## The request
Copy every one of the items below line for line, changing nothing.

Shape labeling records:
____
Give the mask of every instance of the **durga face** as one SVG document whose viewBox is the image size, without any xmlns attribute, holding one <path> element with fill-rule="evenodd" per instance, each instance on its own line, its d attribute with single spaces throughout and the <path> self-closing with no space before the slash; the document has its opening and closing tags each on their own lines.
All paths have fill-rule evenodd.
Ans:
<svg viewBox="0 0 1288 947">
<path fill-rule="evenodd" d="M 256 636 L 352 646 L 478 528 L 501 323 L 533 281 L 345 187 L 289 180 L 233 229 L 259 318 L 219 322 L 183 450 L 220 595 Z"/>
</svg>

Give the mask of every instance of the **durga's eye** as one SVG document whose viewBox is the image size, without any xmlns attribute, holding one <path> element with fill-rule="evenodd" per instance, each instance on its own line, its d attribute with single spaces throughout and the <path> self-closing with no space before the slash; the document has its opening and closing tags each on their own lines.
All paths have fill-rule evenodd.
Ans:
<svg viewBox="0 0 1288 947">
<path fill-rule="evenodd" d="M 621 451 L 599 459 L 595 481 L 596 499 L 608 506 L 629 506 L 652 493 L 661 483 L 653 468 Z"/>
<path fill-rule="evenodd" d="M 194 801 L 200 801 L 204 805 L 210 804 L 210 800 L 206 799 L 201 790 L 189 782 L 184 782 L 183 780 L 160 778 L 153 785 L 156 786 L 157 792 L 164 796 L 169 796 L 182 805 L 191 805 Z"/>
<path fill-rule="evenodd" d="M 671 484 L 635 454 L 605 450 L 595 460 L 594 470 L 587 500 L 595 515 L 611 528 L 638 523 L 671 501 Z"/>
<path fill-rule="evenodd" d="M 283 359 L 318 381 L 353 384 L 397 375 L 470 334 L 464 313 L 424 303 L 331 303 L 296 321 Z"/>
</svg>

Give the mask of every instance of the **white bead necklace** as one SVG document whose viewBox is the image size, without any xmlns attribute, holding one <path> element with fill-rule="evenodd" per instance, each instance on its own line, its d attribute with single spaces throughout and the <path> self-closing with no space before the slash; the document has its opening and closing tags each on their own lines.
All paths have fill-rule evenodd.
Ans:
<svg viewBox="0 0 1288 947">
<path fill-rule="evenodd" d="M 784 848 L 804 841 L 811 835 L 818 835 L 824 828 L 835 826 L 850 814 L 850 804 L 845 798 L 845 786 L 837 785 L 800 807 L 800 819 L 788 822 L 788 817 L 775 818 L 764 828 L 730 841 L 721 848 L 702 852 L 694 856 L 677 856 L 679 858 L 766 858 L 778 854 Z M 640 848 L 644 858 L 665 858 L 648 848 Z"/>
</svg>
____
## Response to the task
Give the mask of every instance of the **durga face** as one SVG document whose viewBox is the image size, without any xmlns attribute, holding one <path> element with fill-rule="evenodd" per instance, each instance on its own line, its d attribute with single spaces throughout and the <path> self-closing with no space before the slash; the document has its opening and closing tags each on their own lines.
All paths have fill-rule evenodd.
Ans:
<svg viewBox="0 0 1288 947">
<path fill-rule="evenodd" d="M 256 636 L 352 646 L 478 528 L 501 323 L 533 281 L 345 187 L 289 180 L 233 229 L 259 318 L 219 322 L 183 450 L 220 595 Z"/>
</svg>

Give the mask of every instance of the **durga's eye** as one SVG document whose viewBox is the image size, without any xmlns attribute, holding one <path> element with fill-rule="evenodd" per instance, each instance on its own line, its d attribute with single spaces throughout and the <path> self-closing with no space before the slash; the document has its opening and closing tags each on their own lines.
All paths have fill-rule evenodd.
Ans:
<svg viewBox="0 0 1288 947">
<path fill-rule="evenodd" d="M 621 451 L 599 459 L 595 481 L 596 499 L 608 506 L 629 506 L 652 493 L 661 483 L 653 468 Z"/>
<path fill-rule="evenodd" d="M 194 801 L 200 801 L 204 805 L 210 804 L 210 800 L 206 799 L 201 790 L 189 782 L 184 782 L 183 780 L 160 778 L 153 785 L 156 786 L 157 792 L 164 796 L 169 796 L 182 805 L 191 805 Z"/>
<path fill-rule="evenodd" d="M 671 484 L 635 454 L 605 450 L 595 460 L 594 470 L 587 500 L 595 515 L 611 528 L 638 523 L 671 501 Z"/>
<path fill-rule="evenodd" d="M 283 359 L 318 381 L 353 384 L 397 375 L 470 334 L 464 313 L 424 303 L 331 303 L 296 321 Z"/>
</svg>

Give the mask of every instance of the **white bead necklace** as one SVG document whose viewBox is the image size, without any xmlns attribute, holding one <path> element with fill-rule="evenodd" per instance, each instance on its own line, its d attribute with single spaces throughout and the <path> self-closing with no space before the slash; the document has its opening and closing tags each on their own lines.
All paths have fill-rule evenodd.
Ans:
<svg viewBox="0 0 1288 947">
<path fill-rule="evenodd" d="M 784 848 L 804 841 L 811 835 L 818 835 L 824 828 L 835 826 L 850 814 L 850 804 L 845 798 L 845 786 L 837 785 L 800 807 L 800 819 L 788 822 L 788 817 L 775 818 L 764 828 L 730 841 L 721 848 L 702 852 L 694 856 L 677 856 L 679 858 L 766 858 L 778 854 Z M 640 848 L 644 858 L 665 858 L 648 848 Z"/>
</svg>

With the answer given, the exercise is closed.